■ STATED GOAL ■
Retype the complete listing exactly as it appears.

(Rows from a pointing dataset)
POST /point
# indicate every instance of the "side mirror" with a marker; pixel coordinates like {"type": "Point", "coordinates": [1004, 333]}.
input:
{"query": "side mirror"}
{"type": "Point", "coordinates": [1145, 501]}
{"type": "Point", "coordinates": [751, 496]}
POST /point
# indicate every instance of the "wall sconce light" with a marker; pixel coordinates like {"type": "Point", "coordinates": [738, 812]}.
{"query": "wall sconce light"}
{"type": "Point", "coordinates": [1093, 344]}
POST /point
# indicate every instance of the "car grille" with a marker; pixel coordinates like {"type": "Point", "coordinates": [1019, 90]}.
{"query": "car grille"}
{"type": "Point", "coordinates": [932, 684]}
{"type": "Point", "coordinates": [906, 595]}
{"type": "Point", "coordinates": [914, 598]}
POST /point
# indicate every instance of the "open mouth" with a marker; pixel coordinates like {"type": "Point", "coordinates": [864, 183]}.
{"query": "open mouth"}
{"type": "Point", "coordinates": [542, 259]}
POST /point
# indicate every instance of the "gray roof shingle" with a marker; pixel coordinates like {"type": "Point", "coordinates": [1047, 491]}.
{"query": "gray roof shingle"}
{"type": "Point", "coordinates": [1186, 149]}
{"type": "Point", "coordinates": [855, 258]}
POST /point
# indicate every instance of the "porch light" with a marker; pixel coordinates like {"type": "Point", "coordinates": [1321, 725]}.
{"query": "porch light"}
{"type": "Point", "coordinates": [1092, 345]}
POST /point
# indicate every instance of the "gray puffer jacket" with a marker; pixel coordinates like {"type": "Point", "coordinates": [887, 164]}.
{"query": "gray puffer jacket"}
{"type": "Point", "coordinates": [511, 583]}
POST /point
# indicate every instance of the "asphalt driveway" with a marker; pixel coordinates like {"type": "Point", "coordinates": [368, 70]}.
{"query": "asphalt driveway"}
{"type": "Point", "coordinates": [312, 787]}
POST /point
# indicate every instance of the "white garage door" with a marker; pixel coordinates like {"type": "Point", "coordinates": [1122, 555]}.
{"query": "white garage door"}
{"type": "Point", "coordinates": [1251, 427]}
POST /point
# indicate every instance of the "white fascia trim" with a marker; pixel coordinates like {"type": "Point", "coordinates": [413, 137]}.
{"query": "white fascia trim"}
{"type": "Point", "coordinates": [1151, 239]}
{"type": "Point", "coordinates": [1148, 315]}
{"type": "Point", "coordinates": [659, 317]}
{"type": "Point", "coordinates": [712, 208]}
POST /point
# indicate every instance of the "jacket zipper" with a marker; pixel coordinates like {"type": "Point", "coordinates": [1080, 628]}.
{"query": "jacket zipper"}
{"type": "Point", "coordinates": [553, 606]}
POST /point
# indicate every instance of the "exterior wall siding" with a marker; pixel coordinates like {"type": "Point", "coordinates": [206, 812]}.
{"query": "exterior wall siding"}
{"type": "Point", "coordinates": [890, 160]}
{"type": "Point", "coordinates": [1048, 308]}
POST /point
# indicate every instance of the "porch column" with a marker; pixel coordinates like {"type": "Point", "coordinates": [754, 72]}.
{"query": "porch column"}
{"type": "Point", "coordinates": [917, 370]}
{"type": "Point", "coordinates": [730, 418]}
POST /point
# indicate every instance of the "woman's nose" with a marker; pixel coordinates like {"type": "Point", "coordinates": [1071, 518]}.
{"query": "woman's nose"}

■ RESPONSE ■
POST /point
# indicate every instance of the "side mirror" with a marker; pixel coordinates like {"type": "Point", "coordinates": [1004, 333]}.
input:
{"query": "side mirror"}
{"type": "Point", "coordinates": [1145, 501]}
{"type": "Point", "coordinates": [751, 496]}
POST /point
# indicate every instance of the "wall sconce light" with a marker; pixel coordinates like {"type": "Point", "coordinates": [738, 812]}.
{"query": "wall sconce light"}
{"type": "Point", "coordinates": [1093, 344]}
POST /point
# indicate every instance of the "car grille" with a marker; pixel coordinates like {"type": "Point", "coordinates": [1019, 90]}.
{"query": "car grille"}
{"type": "Point", "coordinates": [932, 684]}
{"type": "Point", "coordinates": [906, 595]}
{"type": "Point", "coordinates": [914, 598]}
POST /point
# indicate every instance of the "open mouth" with a marker; pixel coordinates like {"type": "Point", "coordinates": [864, 183]}.
{"query": "open mouth"}
{"type": "Point", "coordinates": [542, 259]}
POST /point
# indicate every instance of the "gray roof shingle" with a marker; pixel coordinates like {"type": "Point", "coordinates": [1047, 491]}.
{"query": "gray roof shingle"}
{"type": "Point", "coordinates": [1186, 149]}
{"type": "Point", "coordinates": [855, 258]}
POST /point
# indicate every instance of the "porch light" with a marker; pixel coordinates like {"type": "Point", "coordinates": [1321, 725]}.
{"query": "porch light"}
{"type": "Point", "coordinates": [1092, 345]}
POST /point
# indicate every instance of the "gray puffer jacket" with a marker; pixel coordinates like {"type": "Point", "coordinates": [887, 164]}.
{"query": "gray puffer jacket"}
{"type": "Point", "coordinates": [511, 583]}
POST /point
# indicate every instance of the "asphalt driveway" with a marker; pixel coordinates like {"type": "Point", "coordinates": [368, 70]}.
{"query": "asphalt driveway"}
{"type": "Point", "coordinates": [312, 787]}
POST /point
# indicate every instance of the "white garage door" with a marker; pixel coordinates like {"type": "Point", "coordinates": [1122, 555]}.
{"query": "white garage door"}
{"type": "Point", "coordinates": [1251, 427]}
POST /point
# indicate every instance of the "white fascia trim" with a marker; pixel coordinates like {"type": "Point", "coordinates": [413, 137]}.
{"query": "white fascia trim"}
{"type": "Point", "coordinates": [1151, 239]}
{"type": "Point", "coordinates": [1148, 315]}
{"type": "Point", "coordinates": [659, 317]}
{"type": "Point", "coordinates": [712, 208]}
POST /point
# indicate every instance of the "jacket zipper" with a marker; pixel coordinates like {"type": "Point", "coordinates": [1080, 628]}.
{"query": "jacket zipper"}
{"type": "Point", "coordinates": [553, 606]}
POST /point
# indicate every instance of the "exterior wall siding" with a marker; pixel coordinates like {"type": "Point", "coordinates": [206, 812]}.
{"query": "exterior wall siding"}
{"type": "Point", "coordinates": [890, 160]}
{"type": "Point", "coordinates": [1048, 308]}
POST /point
# indicate every instance of the "porch column" with a marker; pixel coordinates like {"type": "Point", "coordinates": [754, 72]}.
{"query": "porch column"}
{"type": "Point", "coordinates": [917, 370]}
{"type": "Point", "coordinates": [730, 418]}
POST /point
# indicate every instance of the "woman's nose" with a marker; pixel coordinates like {"type": "Point", "coordinates": [1071, 518]}.
{"query": "woman's nose"}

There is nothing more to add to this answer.